▶ _Source data_:

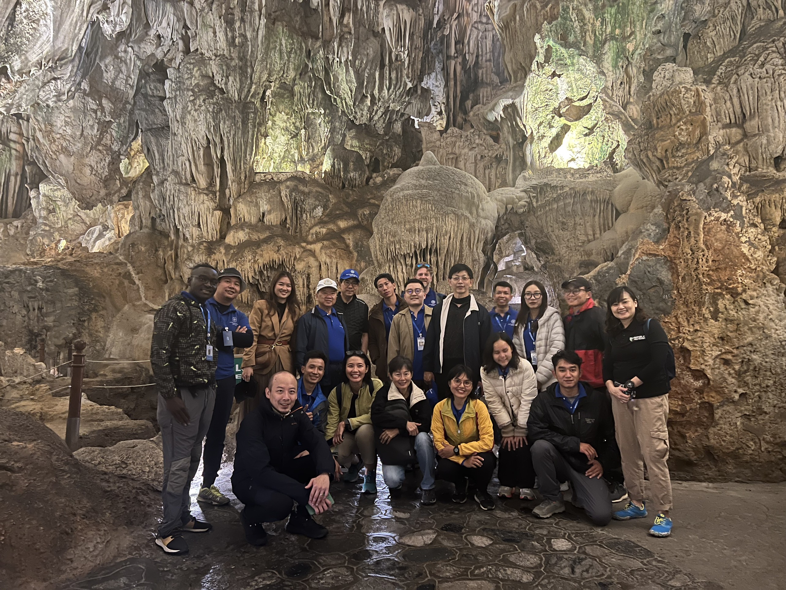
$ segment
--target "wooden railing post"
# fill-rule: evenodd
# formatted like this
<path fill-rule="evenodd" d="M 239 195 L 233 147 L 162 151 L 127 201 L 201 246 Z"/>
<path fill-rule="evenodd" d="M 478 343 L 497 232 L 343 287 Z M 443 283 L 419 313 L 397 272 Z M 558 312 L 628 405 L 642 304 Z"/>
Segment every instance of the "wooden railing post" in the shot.
<path fill-rule="evenodd" d="M 82 378 L 85 371 L 85 347 L 83 340 L 74 342 L 71 363 L 71 394 L 68 397 L 68 421 L 65 424 L 65 444 L 72 451 L 79 448 L 79 421 L 82 418 Z"/>

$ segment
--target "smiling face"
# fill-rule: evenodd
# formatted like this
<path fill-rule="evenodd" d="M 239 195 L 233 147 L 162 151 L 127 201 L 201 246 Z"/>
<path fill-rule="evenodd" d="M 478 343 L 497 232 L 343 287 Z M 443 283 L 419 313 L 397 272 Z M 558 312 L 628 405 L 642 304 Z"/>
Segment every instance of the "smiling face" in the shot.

▶ _Exercise_: Rewrite all of the material above with "shot" changed to "image" and everything else left as is. Omit the pictures from your answer.

▶ _The answer_:
$ segment
--target "wooden railing post"
# fill-rule: evenodd
# formatted like this
<path fill-rule="evenodd" d="M 239 195 L 233 147 L 162 151 L 127 201 L 201 246 Z"/>
<path fill-rule="evenodd" d="M 478 343 L 497 232 L 343 287 Z M 443 283 L 419 313 L 397 272 Z M 558 312 L 628 405 L 642 304 Z"/>
Segment every instance of the "wooden railing post" in the image.
<path fill-rule="evenodd" d="M 82 378 L 85 371 L 85 347 L 83 340 L 74 342 L 71 363 L 71 394 L 68 397 L 68 421 L 65 424 L 65 444 L 72 451 L 79 448 L 79 421 L 82 418 Z"/>

$ segment
--target "smiling face"
# fill-rule: evenodd
# formatted like this
<path fill-rule="evenodd" d="M 239 195 L 233 147 L 162 151 L 127 201 L 201 246 Z"/>
<path fill-rule="evenodd" d="M 478 343 L 497 232 L 343 287 Z M 443 283 L 419 313 L 397 272 Z M 558 312 L 628 405 L 642 304 Z"/>
Segment every instance of the "smiling face" in the image.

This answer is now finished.